=== PROVIDED TEXT ===

Twitter’s rapid descent into corporate chaos has prompted a wave of nostalgic posts and witty laments from users who fear these are the app’s final days. Without a doubt, Twitter has had a unique role shaping the cultural zeitgeist, and for better or worse it has had a disproportionate influence on how some people — journalists in particular — do their jobs. It can be very funny or rather horrifying, but it often has felt essential. What if it goes away?
In an era when all workers are supposed to sustain a personal brand that in theory will insulate us from job losses and other workplace misfortunes, something important could be lost if the site disappears or becomes a junkyard of spambots and trolls. And yet I also wonder what we might gain from its demise.
One of the great things about Twitter is how flexible and customizable it is. In my line of work, I’ve used Twitter to find new voices; to track academic research; to keep in touch with professional contacts and make new ones; to promote pieces I’ve written or edited; to share job descriptions for roles I think are interesting. I’ve had great professional opportunities slide into my DMs. When I’m about to interview someone, I like to first scan their tweets. One especially gratifying aspect of Twitter has been following people different from me as a way to expand my perspective. And when a truly big news event hits, the endless scroll is addictive.
And yet for all that apparent professional utility, when I was on maternity leave I barely signed into Twitter for a full six months. Somewhat to my surprise, I didn’t miss it. I didn’t miss the reply-guys or the flame wars or the snark. And it’s not like I was too busy to be on social media; in fact, my phone was barely out of my hand. The best tweets found their way onto my new platform of choice, Instagram, as screenshots. I read newspapers and magazines rather than hopscotching from one random link to another.
It turned out that although it felt like Twitter added a lot to my professional life, it had also taken things away. Despite my careful attempts to curate an interesting feed, I wound up with an echo chamber that gave me the mere illusion of knowing what people were thinking. I realized it had been years since it had meaningfully expanded my professional network, perhaps because the site had grown shoutier, whether as a result of changes to the algorithm or changes in people’s attitudes.

=== MATERIAL PROVIDED ===

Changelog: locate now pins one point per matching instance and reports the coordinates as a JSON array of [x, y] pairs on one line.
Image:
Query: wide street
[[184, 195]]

===
=== MATERIAL PROVIDED ===

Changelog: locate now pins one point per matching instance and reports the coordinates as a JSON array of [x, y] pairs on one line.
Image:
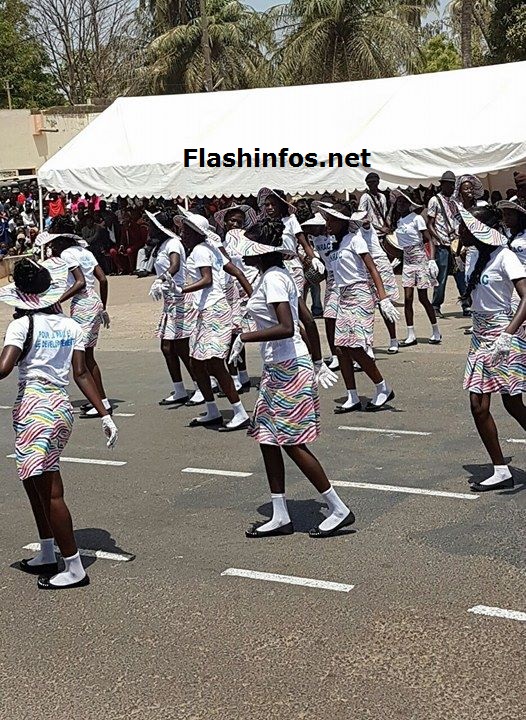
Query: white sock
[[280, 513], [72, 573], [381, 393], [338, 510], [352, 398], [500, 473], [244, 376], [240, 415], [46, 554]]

===

▶ [EXERCISE PROMPT]
Reproduce the Twitter essay word for word from "Twitter’s rapid descent" to "from its demise.". The items are unrelated to the Twitter essay.

▶ [RESPONSE FOR THIS EXERCISE]
Twitter’s rapid descent into corporate chaos has prompted a wave of nostalgic posts and witty laments from users who fear these are the app’s final days. Without a doubt, Twitter has had a unique role shaping the cultural zeitgeist, and for better or worse it has had a disproportionate influence on how some people — journalists in particular — do their jobs. It can be very funny or rather horrifying, but it often has felt essential. What if it goes away?
In an era when all workers are supposed to sustain a personal brand that in theory will insulate us from job losses and other workplace misfortunes, something important could be lost if the site disappears or becomes a junkyard of spambots and trolls. And yet I also wonder what we might gain from its demise.